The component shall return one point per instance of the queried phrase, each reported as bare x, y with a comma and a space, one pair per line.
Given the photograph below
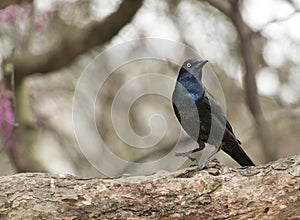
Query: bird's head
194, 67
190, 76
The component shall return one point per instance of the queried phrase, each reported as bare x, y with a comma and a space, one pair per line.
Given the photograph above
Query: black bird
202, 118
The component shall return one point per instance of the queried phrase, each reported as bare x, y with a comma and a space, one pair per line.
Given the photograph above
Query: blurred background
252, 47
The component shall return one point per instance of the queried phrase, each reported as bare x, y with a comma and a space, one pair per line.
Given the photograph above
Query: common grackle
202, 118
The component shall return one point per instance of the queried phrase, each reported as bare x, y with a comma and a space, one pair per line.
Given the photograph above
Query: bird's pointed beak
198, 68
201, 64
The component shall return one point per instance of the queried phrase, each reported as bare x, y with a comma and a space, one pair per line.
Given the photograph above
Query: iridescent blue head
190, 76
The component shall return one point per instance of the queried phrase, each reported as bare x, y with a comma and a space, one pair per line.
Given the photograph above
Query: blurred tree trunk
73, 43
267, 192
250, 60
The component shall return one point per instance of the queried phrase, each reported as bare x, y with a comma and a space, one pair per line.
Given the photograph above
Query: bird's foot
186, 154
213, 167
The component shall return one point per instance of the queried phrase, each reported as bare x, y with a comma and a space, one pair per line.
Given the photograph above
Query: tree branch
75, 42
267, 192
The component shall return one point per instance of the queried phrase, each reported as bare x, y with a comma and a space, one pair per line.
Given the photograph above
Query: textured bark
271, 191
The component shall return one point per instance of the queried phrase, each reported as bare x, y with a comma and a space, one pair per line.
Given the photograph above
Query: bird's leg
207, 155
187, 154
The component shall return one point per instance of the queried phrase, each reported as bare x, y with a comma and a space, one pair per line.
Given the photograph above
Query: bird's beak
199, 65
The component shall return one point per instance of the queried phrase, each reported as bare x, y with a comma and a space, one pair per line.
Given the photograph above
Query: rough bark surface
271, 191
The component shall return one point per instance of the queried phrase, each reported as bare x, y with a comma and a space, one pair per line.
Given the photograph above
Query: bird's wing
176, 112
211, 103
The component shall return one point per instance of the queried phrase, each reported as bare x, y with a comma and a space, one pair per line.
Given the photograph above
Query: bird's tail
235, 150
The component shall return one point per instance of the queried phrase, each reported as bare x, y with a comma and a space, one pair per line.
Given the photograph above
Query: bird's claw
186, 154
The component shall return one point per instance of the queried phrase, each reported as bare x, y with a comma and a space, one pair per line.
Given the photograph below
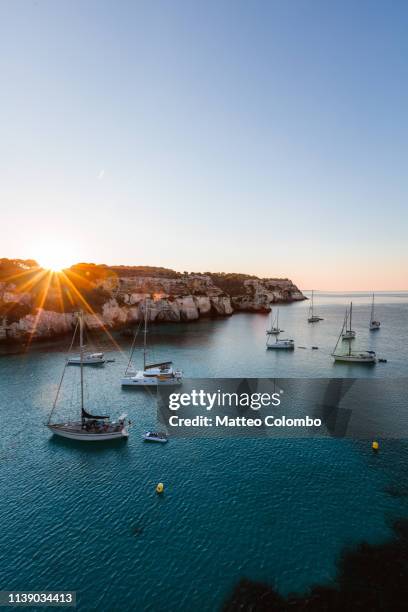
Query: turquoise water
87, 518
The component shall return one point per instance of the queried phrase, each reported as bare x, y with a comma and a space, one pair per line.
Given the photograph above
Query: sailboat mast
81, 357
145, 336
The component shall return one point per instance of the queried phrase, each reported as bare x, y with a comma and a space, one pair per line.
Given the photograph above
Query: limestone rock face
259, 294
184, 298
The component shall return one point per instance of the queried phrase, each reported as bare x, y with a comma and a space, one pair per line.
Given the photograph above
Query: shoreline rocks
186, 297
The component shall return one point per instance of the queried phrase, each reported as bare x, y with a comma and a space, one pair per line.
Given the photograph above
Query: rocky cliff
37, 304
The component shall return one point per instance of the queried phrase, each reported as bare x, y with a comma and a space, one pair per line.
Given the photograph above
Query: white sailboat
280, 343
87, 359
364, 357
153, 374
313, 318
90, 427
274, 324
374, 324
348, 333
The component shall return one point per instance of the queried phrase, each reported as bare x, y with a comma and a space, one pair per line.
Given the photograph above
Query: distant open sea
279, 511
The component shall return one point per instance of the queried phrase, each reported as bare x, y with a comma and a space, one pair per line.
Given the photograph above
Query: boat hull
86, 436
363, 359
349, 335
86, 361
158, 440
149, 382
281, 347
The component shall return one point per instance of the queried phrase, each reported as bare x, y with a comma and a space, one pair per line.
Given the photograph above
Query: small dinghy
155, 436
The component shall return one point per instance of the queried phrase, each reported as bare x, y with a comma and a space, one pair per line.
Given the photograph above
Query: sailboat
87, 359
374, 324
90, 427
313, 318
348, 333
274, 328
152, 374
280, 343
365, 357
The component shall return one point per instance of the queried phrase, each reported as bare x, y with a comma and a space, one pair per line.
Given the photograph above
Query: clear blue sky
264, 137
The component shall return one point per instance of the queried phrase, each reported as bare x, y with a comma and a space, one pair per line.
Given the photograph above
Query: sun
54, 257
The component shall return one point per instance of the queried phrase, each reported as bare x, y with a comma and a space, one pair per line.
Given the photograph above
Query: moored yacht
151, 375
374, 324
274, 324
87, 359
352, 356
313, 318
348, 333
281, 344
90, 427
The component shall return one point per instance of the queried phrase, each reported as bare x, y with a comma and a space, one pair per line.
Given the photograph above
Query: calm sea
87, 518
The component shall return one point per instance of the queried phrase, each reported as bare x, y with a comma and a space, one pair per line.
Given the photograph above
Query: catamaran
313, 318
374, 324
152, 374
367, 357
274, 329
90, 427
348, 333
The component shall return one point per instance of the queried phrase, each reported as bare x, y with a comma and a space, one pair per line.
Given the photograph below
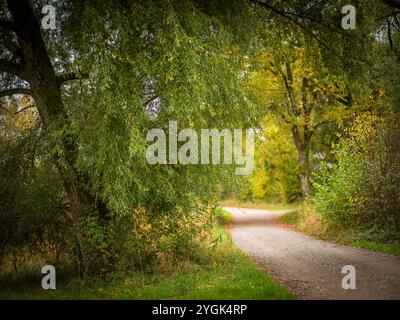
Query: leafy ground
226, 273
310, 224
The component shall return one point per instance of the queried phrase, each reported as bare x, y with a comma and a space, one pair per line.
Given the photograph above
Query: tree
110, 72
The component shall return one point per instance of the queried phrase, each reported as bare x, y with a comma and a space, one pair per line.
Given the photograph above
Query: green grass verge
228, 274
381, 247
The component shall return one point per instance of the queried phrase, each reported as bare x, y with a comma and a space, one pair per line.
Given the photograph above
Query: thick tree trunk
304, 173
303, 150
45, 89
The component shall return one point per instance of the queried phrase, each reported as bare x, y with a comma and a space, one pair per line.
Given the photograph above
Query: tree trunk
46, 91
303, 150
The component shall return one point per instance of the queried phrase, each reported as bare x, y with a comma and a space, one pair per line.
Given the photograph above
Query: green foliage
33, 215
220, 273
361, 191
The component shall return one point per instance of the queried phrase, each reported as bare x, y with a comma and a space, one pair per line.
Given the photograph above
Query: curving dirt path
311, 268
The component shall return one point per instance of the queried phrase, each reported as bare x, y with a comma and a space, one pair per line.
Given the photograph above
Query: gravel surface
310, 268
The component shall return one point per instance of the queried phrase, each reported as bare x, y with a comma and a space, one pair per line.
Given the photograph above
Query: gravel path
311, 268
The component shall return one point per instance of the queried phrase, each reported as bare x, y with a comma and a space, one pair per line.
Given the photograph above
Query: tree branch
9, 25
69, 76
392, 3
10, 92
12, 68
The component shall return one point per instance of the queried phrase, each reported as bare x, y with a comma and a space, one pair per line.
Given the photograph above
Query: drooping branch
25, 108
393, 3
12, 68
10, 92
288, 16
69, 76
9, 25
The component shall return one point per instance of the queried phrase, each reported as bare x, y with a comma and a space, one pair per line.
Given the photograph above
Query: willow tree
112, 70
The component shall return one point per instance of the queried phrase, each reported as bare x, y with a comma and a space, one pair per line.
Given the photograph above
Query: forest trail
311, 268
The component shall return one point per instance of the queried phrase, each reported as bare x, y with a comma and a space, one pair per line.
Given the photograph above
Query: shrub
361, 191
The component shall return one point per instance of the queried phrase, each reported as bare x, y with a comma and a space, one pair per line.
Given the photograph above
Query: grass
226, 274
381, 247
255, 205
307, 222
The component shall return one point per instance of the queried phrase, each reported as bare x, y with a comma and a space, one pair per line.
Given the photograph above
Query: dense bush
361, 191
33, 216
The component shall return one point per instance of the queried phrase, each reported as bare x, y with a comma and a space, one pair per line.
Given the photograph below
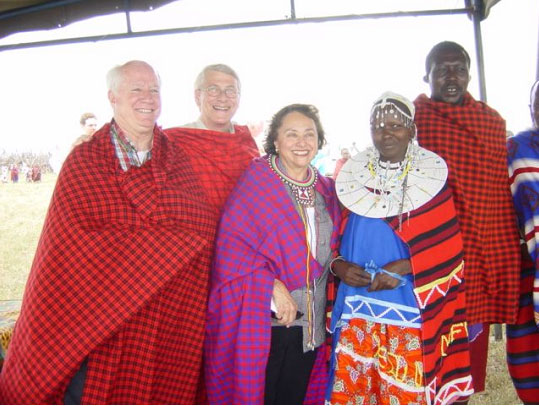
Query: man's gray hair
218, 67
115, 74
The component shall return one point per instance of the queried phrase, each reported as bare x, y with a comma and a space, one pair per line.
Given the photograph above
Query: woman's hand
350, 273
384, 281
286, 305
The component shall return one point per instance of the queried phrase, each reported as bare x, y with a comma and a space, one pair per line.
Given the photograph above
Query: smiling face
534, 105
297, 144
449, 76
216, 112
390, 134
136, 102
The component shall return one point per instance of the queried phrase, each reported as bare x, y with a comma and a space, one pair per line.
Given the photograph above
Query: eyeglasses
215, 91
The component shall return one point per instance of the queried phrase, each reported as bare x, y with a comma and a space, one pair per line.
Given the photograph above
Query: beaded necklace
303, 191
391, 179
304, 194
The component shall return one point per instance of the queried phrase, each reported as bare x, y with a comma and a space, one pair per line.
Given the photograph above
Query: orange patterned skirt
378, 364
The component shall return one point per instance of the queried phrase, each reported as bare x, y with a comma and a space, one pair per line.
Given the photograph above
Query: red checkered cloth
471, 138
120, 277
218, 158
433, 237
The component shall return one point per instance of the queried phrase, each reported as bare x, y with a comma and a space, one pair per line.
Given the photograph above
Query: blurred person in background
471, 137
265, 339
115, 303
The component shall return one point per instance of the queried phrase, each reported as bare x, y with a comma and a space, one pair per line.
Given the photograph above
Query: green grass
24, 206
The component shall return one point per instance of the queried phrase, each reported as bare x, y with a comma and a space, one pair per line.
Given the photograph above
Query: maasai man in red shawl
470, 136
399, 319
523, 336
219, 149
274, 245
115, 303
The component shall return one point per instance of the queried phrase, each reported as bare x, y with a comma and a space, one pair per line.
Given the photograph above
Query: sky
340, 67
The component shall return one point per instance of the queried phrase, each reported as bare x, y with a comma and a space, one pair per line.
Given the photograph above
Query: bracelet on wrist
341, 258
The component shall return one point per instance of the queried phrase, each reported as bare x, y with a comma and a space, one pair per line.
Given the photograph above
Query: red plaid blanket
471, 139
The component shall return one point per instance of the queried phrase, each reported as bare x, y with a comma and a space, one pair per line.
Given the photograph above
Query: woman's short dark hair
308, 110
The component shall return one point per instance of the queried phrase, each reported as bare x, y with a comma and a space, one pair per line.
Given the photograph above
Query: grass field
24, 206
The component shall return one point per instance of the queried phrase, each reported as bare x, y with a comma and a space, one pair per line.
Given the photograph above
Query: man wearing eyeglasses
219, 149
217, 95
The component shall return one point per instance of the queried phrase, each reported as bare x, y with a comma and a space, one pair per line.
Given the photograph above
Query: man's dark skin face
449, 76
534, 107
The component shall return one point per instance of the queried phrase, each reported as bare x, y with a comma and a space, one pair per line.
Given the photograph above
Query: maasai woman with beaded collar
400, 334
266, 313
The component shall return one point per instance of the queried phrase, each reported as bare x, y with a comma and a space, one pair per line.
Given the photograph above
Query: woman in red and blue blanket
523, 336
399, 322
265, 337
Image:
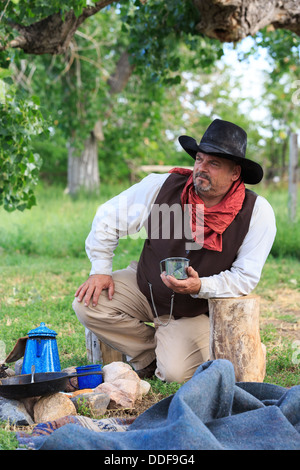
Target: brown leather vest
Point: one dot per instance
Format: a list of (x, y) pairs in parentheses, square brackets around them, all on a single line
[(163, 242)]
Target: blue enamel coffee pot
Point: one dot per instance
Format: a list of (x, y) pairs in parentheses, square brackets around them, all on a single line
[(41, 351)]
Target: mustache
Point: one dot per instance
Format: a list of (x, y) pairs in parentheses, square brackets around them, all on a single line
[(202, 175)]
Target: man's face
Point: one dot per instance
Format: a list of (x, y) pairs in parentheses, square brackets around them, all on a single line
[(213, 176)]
=-=-=
◆ **TASK DIRECTIONS**
Select and copy each line from the data that includes the word "Target".

◆ **OUTPUT OF THE TASK**
Target: brown leather vest
Target: blue enamel coffee pot
Target: mustache
Target: man's face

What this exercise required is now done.